## [Source extract]
........

My 2011 58cm Tarmac Pro SL3 arrived yesterday! Frame weighed in at 1136 grams, fork is 408 grams, seatpost is 225 grams. Haven't gotten it assembled yet, but I can't wait to go for a test drive!


----------



## RJP Diver (Jul 2, 2010)

A-Hol said:


> My 2011 58" Tarmac Pro SL3 arrived yesterday!


Pretty light - for 58 INCHES!


----------



## PJ352 (Dec 5, 2007)

A-Hol said:


> My 2011 58" Tarmac Pro SL3 arrived yesterday! Frame weighed in at 1136 grams, fork is 408 grams, seatpost is 225 grams. Haven't gotten it assembled yet, but I can't wait to go for a test drive!


Any chance of measuring the steerer tube from fork crown to top of steerer? I'm curious if they ship allowing enough length for 40mm's of cone/ spacers.


----------



## PJ352 (Dec 5, 2007)

........

## [The records]
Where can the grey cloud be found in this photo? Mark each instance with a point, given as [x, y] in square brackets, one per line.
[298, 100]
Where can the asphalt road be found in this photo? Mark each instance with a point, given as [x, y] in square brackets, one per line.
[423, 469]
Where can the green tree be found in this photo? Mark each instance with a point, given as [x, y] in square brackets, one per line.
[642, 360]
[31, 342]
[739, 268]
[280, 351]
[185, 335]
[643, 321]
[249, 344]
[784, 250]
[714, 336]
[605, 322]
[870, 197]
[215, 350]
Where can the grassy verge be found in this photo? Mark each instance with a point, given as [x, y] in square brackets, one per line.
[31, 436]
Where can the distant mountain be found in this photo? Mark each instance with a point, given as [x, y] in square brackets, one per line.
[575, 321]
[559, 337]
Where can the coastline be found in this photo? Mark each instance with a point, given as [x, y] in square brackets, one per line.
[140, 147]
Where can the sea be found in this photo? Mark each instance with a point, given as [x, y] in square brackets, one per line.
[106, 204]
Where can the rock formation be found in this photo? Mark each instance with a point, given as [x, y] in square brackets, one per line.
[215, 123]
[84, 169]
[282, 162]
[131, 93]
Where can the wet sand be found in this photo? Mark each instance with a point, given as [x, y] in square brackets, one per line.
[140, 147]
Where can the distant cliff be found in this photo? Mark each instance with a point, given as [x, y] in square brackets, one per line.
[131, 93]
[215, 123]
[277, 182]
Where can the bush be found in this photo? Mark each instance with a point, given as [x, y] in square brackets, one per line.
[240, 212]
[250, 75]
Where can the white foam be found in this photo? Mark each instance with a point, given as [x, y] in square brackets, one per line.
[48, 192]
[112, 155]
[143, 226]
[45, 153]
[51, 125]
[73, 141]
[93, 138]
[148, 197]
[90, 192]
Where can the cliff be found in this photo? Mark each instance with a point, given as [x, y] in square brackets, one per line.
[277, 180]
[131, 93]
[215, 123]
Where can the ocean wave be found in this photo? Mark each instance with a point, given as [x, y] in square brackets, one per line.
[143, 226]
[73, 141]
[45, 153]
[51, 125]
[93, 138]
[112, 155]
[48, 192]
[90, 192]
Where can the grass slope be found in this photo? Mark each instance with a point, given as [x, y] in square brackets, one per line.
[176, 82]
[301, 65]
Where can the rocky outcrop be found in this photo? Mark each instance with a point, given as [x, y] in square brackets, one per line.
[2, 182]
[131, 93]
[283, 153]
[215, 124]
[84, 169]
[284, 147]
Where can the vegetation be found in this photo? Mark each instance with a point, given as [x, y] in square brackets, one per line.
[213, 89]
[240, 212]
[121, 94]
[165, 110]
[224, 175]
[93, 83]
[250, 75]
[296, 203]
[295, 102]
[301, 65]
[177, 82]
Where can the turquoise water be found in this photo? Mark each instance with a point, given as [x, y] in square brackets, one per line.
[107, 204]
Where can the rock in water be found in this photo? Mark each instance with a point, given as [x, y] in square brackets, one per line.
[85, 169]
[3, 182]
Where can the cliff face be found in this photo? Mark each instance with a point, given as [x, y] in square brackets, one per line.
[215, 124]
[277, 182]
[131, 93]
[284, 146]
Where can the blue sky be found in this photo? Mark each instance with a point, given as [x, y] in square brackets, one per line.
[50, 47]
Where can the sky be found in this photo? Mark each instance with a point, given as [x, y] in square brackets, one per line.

........

## [Challenges]
a) In the rows from the line containing "Where can the blue" through the end of the rows, replace "photo" with "image". Return only those lines, otherwise unchanged.
b) Write the next part of the Tarmac frame forum thread, picking up after its final line.
The forum thread and the rows are unrelated material.

## [Outputs in order]
a)
Where can the blue sky be found in this image? Mark each instance with a point, given as [x, y] in square brackets, one per line.
[50, 47]
Where can the sky be found in this image? Mark each instance with a point, given as [x, y] in square brackets, one per line.

b)
KoroninK said:


> Some of the prices have gone up. There are two bikes I'm looking at for a future purchase. The two are the Dulce Elite Compact and the Ruby Elite Apex. It appears for the 2011 there is a $600 difference. I'm just wondering what everyone's thoughts are on the two. I need a 44cm frame. I currently have a Trek 2000 47cm frame with 650 wheels. I like the bike and enjoy riding it. It's my first road bike which I bought used. I plan on keeping it. However, the Specialized 44cm frame fits me better. But just wanted some thoughts on the two bikes and which one would be a better choice.


I think your post got lost in the mix here, but to answer your question, the only real difference in the two bikes mentioned is that one has an alu frame and the other CF. They both have what Spec calls 'endurance' geo (others say relaxed) and it's close enough that the bikes will fit/ feel, ride and handle very similarly, except (all else being equal), CF rides a little better, IMO/E.

Since geo is essentially the same (and you said the 44 fits well), what's 'better' for you comes down to the level of comfort you'd like. So on road conditions, your anatomy, length/ duration of rides should factor into your decision.

HTH...


----------



## A-Hol (Dec 16, 2007)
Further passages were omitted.